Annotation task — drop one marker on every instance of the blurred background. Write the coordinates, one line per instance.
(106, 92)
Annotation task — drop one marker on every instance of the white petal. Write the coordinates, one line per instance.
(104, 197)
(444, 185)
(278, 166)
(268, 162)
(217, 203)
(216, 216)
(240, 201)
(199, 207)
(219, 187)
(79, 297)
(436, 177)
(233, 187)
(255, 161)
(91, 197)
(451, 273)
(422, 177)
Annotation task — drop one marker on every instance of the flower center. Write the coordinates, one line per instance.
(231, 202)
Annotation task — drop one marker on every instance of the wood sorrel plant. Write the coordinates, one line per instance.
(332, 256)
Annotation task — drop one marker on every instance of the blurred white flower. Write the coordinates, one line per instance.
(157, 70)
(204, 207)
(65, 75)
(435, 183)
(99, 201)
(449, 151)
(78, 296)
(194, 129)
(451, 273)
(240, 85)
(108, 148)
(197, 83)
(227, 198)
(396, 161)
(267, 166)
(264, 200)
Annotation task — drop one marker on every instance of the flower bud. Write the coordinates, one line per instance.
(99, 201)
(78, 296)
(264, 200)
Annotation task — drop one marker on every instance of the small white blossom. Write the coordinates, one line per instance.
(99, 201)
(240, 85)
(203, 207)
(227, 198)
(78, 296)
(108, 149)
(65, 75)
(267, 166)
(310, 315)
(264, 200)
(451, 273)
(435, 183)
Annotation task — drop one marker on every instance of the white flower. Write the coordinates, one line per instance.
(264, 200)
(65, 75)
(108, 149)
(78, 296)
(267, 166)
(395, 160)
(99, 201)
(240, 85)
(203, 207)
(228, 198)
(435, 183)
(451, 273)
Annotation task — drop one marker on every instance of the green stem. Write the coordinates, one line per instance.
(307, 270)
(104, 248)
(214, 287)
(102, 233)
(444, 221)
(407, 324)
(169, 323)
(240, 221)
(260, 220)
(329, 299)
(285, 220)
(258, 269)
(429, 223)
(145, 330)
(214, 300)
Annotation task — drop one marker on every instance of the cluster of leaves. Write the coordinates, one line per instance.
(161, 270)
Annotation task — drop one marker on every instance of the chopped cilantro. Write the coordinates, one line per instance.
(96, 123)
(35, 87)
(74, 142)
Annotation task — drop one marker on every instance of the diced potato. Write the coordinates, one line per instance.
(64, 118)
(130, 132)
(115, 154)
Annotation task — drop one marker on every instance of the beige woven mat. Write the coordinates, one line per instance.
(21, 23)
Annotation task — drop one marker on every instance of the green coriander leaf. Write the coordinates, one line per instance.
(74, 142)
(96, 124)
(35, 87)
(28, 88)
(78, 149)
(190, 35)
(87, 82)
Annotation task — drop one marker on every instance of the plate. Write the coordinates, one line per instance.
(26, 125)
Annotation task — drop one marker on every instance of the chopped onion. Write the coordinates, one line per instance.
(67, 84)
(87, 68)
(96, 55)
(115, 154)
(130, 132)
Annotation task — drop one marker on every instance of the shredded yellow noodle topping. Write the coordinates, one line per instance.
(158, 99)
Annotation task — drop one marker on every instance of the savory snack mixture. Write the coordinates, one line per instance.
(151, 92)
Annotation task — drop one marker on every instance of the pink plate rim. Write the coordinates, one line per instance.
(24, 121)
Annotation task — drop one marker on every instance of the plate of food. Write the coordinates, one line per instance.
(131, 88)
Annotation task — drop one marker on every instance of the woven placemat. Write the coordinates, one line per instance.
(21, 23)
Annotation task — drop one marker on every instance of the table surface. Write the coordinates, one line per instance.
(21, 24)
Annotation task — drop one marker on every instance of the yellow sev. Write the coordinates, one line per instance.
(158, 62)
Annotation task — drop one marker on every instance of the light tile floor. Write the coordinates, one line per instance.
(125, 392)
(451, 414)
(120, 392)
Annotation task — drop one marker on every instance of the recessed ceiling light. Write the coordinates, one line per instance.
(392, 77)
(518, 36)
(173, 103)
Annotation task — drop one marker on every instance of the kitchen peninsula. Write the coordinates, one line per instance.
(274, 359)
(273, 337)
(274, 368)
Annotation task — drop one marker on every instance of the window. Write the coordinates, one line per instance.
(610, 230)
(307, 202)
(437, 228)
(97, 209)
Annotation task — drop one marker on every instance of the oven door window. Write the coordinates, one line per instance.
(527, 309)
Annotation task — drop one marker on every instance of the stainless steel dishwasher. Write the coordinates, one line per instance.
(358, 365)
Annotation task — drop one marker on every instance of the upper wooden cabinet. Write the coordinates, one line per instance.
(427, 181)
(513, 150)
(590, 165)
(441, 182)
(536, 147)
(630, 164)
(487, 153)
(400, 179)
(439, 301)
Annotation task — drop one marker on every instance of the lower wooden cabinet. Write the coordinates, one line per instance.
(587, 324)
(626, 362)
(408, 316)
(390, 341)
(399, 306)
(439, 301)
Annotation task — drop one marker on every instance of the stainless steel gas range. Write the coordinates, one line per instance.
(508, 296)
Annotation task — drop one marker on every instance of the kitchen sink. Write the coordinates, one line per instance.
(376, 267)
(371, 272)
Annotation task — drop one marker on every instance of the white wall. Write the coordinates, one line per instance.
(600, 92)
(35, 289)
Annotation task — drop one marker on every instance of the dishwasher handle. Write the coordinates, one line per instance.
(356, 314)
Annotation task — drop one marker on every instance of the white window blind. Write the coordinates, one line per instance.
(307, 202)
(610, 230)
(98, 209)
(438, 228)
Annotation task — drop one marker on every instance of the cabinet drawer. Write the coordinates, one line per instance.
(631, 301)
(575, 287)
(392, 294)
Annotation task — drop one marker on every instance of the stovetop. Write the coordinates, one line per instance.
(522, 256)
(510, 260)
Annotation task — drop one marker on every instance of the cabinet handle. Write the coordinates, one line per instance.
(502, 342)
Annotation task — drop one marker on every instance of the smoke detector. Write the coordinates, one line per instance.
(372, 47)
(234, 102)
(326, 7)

··········

▸ EXERCISE DESCRIPTION: All of the material must be reproduced exactly.

▸ RESULT OF THIS EXERCISE:
Annotation task — drop one marker on every instance of the blurred background. Write the coordinates, one line per instance.
(106, 92)
Annotation task — drop one marker on every instance of the white petal. Write the coordinates, one line per instance.
(104, 197)
(444, 185)
(278, 166)
(268, 162)
(217, 203)
(216, 216)
(240, 201)
(199, 207)
(219, 187)
(79, 297)
(436, 177)
(233, 187)
(255, 161)
(91, 197)
(451, 273)
(422, 177)
Annotation task — drop one marker on every instance of the flower center. Write the coordinates, one line per instance.
(231, 202)
Annotation task — drop one marker on every instance of the wood sorrel plant. Write the coordinates, one line per instance.
(332, 256)
Annotation task — drop one marker on every instance of the blurred white flower. Write the coordinates, one line per instance.
(157, 70)
(204, 207)
(65, 75)
(435, 183)
(99, 201)
(449, 151)
(78, 296)
(194, 129)
(451, 273)
(240, 85)
(108, 148)
(197, 83)
(227, 198)
(396, 161)
(267, 166)
(264, 200)
Annotation task — drop one marker on every instance of the flower bud. Write the coordinates, one line per instance.
(99, 201)
(78, 296)
(264, 200)
Annotation task — drop one marker on every instance of the small white blossom. Write the coordinates, one line per instance.
(99, 201)
(240, 85)
(203, 207)
(227, 198)
(78, 296)
(108, 149)
(65, 75)
(267, 166)
(310, 315)
(264, 200)
(451, 273)
(435, 183)
Annotation task — drop one marker on every instance of the white flower. Write the coordinates, one line per instance.
(264, 200)
(65, 75)
(108, 149)
(78, 296)
(267, 166)
(395, 160)
(99, 201)
(240, 85)
(203, 207)
(228, 198)
(435, 183)
(451, 273)
Annotation task — drop one marker on every instance of the green stem. Write the coordinates, one line per instance.
(307, 270)
(104, 248)
(214, 287)
(102, 233)
(444, 221)
(407, 324)
(169, 323)
(240, 221)
(260, 220)
(329, 299)
(285, 220)
(258, 269)
(429, 223)
(145, 330)
(214, 300)
Annotation task — drop one marker on every instance of the cluster of leaves. Write the coordinates, one line per instance.
(161, 270)
Annotation task — drop one marker on every instance of the chopped cilantro. Write the coordinates, one line per instance.
(96, 123)
(35, 87)
(74, 142)
Annotation task — drop one marker on every instance of the diced potato. Write the coordinates, one line per instance.
(64, 118)
(130, 132)
(115, 154)
Annotation task — drop one marker on every instance of the beige woven mat. Write the coordinates, one line per instance.
(21, 23)
Annotation task — drop one marker on every instance of the green coriander leaf. Write the coordinates, one line per instance.
(74, 142)
(96, 124)
(35, 87)
(28, 88)
(78, 149)
(190, 35)
(87, 82)
Annotation task — drop one marker on every instance of the plate. Write the coordinates, one line per instance.
(26, 125)
Annotation task — drop one marker on every instance of the chopped onion. Write the coordinates, one line per instance.
(67, 84)
(87, 68)
(96, 55)
(115, 154)
(130, 132)
Annotation task — drop one marker on every instance of the shredded yellow noodle topping. Write the coordinates, one line per instance.
(158, 99)
Annotation task — drop one marker on every instance of the savory snack mixture. Write the coordinates, one line per instance.
(151, 92)
Annotation task — drop one marker on every instance of the pink plate rim. Write the coordinates, one line per instance.
(24, 121)
Annotation task — drop one marker on every instance of the plate of food. Write the coordinates, one line per instance.
(131, 88)
Annotation task — drop one marker on every instance of the woven placemat. Write the coordinates, one line per instance.
(21, 23)
Annotation task — drop one marker on every instance of the table surface. Write the coordinates, one line per instance.
(21, 24)
Annotation task — drop one marker on every instance of the yellow sev. Write the coordinates, one line per instance.
(158, 62)
Annotation task — drop one marker on every instance of the light tile floor. Write the coordinates, one line per instance.
(125, 392)
(451, 414)
(120, 392)
Annotation task — drop one marker on every instance of the recessed ceiling light. Write the coordinates, one line per instance.
(392, 77)
(518, 36)
(173, 103)
Annotation task — drop one marker on every instance of the kitchen peninsula. Write the coordinates, one line per instance.
(274, 359)
(273, 337)
(274, 368)
Annotation task — drop one marker on every instance of the window. Write the coordinates, one line per instance.
(610, 230)
(307, 202)
(437, 228)
(97, 209)
Annotation task — drop one marker on every instance of the oven door window. Write the coordinates, one line per instance.
(527, 309)
Annotation task — drop one marker on every instance of the stainless steel dishwasher. Write the coordinates, one line per instance.
(358, 365)
Annotation task — drop one marker on every instance of the upper wooden cabinet. Write the coordinates, one line per instance.
(427, 181)
(513, 150)
(590, 165)
(441, 182)
(536, 147)
(630, 164)
(487, 153)
(400, 179)
(439, 301)
Annotation task — drop one marker on every instance of the lower wooden cabinet. Write the coordinates, one line per instance.
(587, 324)
(626, 362)
(408, 316)
(390, 341)
(399, 306)
(439, 301)
Annotation task — drop one marker on every instance of the stainless steel gas range. Write the coordinates, one line per instance.
(508, 296)
Annotation task — drop one marker on every instance of the kitchen sink. Write the coordinates, one line per instance.
(376, 267)
(371, 272)
Annotation task — drop one marker on every instance of the white wall. Write the coordinates, one line per instance.
(600, 92)
(35, 289)
Annotation task — drop one marker on every instance of the dishwasher handle. Write the coordinates, one line per instance.
(356, 314)
Annotation task — drop one marker on every instance of the white window blind. Write the coordinates, one line per instance.
(307, 202)
(610, 230)
(98, 209)
(438, 228)
Annotation task — drop one marker on every instance of the cabinet drawer. Write the coordinates, one line per instance.
(631, 301)
(575, 287)
(392, 294)
Annotation task — drop one marker on every instance of the stovetop. Write the coordinates, one line per instance.
(522, 256)
(510, 260)
Annotation task — drop one marker on every instance of the cabinet handle. Write the coordinates, one line per instance.
(502, 342)
Annotation task — drop one marker on every instance of the smoke detector. Write the coordinates, one line per instance.
(372, 47)
(234, 102)
(326, 7)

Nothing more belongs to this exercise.